_DATA UNDER STUDY:_
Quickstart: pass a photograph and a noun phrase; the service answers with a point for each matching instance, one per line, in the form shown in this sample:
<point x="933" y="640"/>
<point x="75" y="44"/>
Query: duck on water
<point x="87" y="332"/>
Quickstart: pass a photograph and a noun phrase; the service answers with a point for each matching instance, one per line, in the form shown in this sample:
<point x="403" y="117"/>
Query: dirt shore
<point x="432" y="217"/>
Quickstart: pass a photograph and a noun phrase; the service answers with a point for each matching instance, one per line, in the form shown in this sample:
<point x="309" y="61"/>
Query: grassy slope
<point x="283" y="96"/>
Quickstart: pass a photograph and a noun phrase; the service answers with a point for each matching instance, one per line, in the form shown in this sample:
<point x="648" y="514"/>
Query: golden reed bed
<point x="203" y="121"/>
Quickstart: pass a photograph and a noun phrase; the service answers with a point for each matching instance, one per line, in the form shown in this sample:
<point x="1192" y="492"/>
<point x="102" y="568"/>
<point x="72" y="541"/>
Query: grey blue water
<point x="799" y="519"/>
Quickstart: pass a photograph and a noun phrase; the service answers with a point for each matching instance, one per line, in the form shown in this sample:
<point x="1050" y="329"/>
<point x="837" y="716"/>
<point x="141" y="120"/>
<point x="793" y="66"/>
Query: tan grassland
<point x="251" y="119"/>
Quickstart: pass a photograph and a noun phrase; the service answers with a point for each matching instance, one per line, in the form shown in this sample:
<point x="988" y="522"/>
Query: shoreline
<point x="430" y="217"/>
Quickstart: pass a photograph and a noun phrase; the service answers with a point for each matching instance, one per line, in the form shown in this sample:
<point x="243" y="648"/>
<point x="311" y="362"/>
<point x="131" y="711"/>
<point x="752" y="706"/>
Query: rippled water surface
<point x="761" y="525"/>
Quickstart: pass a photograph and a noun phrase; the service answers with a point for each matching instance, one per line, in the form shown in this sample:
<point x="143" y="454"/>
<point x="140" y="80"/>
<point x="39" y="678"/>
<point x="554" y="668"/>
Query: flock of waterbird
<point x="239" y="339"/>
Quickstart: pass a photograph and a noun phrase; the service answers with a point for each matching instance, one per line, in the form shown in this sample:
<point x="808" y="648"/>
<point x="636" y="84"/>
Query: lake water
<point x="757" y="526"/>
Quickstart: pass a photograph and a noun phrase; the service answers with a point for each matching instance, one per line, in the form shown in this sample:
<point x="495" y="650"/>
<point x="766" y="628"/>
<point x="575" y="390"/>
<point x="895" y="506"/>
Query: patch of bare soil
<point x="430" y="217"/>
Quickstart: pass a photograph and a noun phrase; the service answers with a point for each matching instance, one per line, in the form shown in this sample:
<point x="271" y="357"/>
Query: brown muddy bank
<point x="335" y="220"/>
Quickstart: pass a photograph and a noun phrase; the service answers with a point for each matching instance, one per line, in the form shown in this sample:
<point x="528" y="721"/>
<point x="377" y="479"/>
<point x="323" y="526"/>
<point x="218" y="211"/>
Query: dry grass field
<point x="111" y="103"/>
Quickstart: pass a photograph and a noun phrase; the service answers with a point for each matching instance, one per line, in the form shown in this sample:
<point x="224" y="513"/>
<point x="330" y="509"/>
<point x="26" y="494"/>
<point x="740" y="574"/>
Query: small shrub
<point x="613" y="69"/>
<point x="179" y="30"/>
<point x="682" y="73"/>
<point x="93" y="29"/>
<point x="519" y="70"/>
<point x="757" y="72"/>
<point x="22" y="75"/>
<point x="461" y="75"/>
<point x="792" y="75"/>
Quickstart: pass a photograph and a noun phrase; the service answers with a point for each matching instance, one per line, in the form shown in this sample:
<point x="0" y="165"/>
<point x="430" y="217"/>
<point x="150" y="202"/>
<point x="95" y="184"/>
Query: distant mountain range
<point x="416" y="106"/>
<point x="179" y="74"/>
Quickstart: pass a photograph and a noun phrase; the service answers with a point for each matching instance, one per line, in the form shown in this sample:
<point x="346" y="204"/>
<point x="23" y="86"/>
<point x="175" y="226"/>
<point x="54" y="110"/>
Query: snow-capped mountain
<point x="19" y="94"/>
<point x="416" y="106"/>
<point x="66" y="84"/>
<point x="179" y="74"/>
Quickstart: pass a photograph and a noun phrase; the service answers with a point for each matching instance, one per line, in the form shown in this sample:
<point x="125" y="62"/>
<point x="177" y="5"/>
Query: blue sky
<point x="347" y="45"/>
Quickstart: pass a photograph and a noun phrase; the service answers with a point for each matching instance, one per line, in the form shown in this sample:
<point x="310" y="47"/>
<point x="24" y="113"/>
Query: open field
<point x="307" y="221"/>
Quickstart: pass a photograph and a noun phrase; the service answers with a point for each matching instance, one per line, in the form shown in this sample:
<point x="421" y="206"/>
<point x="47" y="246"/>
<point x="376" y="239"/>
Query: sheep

_WHAT NEEDS TO BE DONE:_ Retype every line of the material exactly.

_RESULT FOR THIS EXERCISE:_
Quickstart: pass a photograph and a noun phrase; the service answers with a point for each matching instance, one per line, in the form shown in this sample:
<point x="933" y="640"/>
<point x="75" y="44"/>
Query: duck on water
<point x="87" y="332"/>
Quickstart: pass a photograph and a noun phrase; the service answers with a point for each matching instance, one per line, in the form shown in this sample:
<point x="403" y="117"/>
Query: dirt shore
<point x="432" y="217"/>
Quickstart: pass a photograph and a noun phrase; the service answers with a point for each matching instance, one per line, in the form shown in this sample:
<point x="309" y="61"/>
Query: grassy slope
<point x="283" y="96"/>
Quickstart: pass a photograph and a noun phrase; the service answers with a point for each matching instance, one per line, in the form shown in this sample:
<point x="648" y="514"/>
Query: golden reed bed
<point x="203" y="121"/>
Quickstart: pass a photograph and a noun phrase; the service answers with a point for each matching instance, one per line, in the form shown in this sample:
<point x="1192" y="492"/>
<point x="102" y="568"/>
<point x="72" y="541"/>
Query: grey blue water
<point x="799" y="519"/>
Quickstart: pass a photograph and a noun phrase; the service answers with a point for each matching instance, one per line, in the form shown in this sample:
<point x="1050" y="329"/>
<point x="837" y="716"/>
<point x="141" y="120"/>
<point x="793" y="66"/>
Query: tan grassland
<point x="251" y="119"/>
Quickstart: pass a photograph and a noun phrase; the service answers with a point for each matching instance, one per line, in the form shown in this sample:
<point x="988" y="522"/>
Query: shoreline
<point x="430" y="217"/>
Quickstart: pass a photograph and a noun phrase; the service answers with a point for each matching instance, one per line, in the form shown in this sample:
<point x="243" y="648"/>
<point x="311" y="362"/>
<point x="131" y="711"/>
<point x="752" y="706"/>
Query: rippled water surface
<point x="761" y="525"/>
Quickstart: pass a photograph and a noun phrase; the service answers with a point for each matching instance, one per line, in the form shown in this sample:
<point x="143" y="454"/>
<point x="140" y="80"/>
<point x="39" y="678"/>
<point x="554" y="668"/>
Query: flock of waterbird
<point x="239" y="339"/>
Quickstart: pass a photograph and a noun phrase; the service answers with a point for each matching instance, one per line, in the form shown in this sample:
<point x="808" y="648"/>
<point x="636" y="84"/>
Query: lake water
<point x="757" y="526"/>
Quickstart: pass a photograph and a noun phrase; the service answers with a point for each matching instance, one per line, in the form shown in this sample:
<point x="495" y="650"/>
<point x="766" y="628"/>
<point x="575" y="390"/>
<point x="895" y="506"/>
Query: patch of bare soil
<point x="430" y="217"/>
Quickstart: pass a photograph and a noun phrase; the service answers with a point for each matching instance, one per line, in the form shown in this sample:
<point x="271" y="357"/>
Query: brown muddy bank
<point x="335" y="220"/>
Quickstart: pass a photograph and a noun phrase; the service answers with a point for each matching instance, one per line, in the form shown in this sample:
<point x="528" y="721"/>
<point x="377" y="479"/>
<point x="323" y="526"/>
<point x="218" y="211"/>
Query: dry grass field
<point x="111" y="103"/>
Quickstart: pass a photograph and a noun phrase; the service answers with a point for each matching instance, one per line, in the form shown in this sample:
<point x="224" y="513"/>
<point x="330" y="509"/>
<point x="26" y="494"/>
<point x="740" y="574"/>
Query: small shrub
<point x="613" y="69"/>
<point x="179" y="30"/>
<point x="682" y="73"/>
<point x="93" y="29"/>
<point x="519" y="70"/>
<point x="757" y="72"/>
<point x="22" y="75"/>
<point x="461" y="75"/>
<point x="792" y="75"/>
Quickstart: pass a photograph and a noun phrase; the service answers with a point for each matching instance, one per line, in the form shown in this sample:
<point x="0" y="165"/>
<point x="430" y="217"/>
<point x="150" y="202"/>
<point x="95" y="184"/>
Query: distant mountain range
<point x="416" y="106"/>
<point x="179" y="74"/>
Quickstart: pass a photograph and a noun phrase; the service answers with a point for each matching instance, one per line, in the form shown in this sample:
<point x="346" y="204"/>
<point x="23" y="86"/>
<point x="175" y="226"/>
<point x="54" y="110"/>
Query: snow-capped mountain
<point x="19" y="94"/>
<point x="416" y="106"/>
<point x="66" y="84"/>
<point x="179" y="74"/>
Quickstart: pass a photograph and a noun phrase; the service answers with a point for each matching instance, one per line, in the form shown in this sample:
<point x="125" y="62"/>
<point x="177" y="5"/>
Query: blue sky
<point x="347" y="45"/>
Quickstart: pass a photograph and a noun phrase; the service answers with a point for each matching instance, one per line, in the form shown in this sample:
<point x="310" y="47"/>
<point x="24" y="113"/>
Query: open field
<point x="307" y="221"/>
Quickstart: pass a photograph and a noun phrase; the service answers with a point for each matching instance, one per line, in the form shown in this sample:
<point x="421" y="206"/>
<point x="47" y="246"/>
<point x="376" y="239"/>
Query: sheep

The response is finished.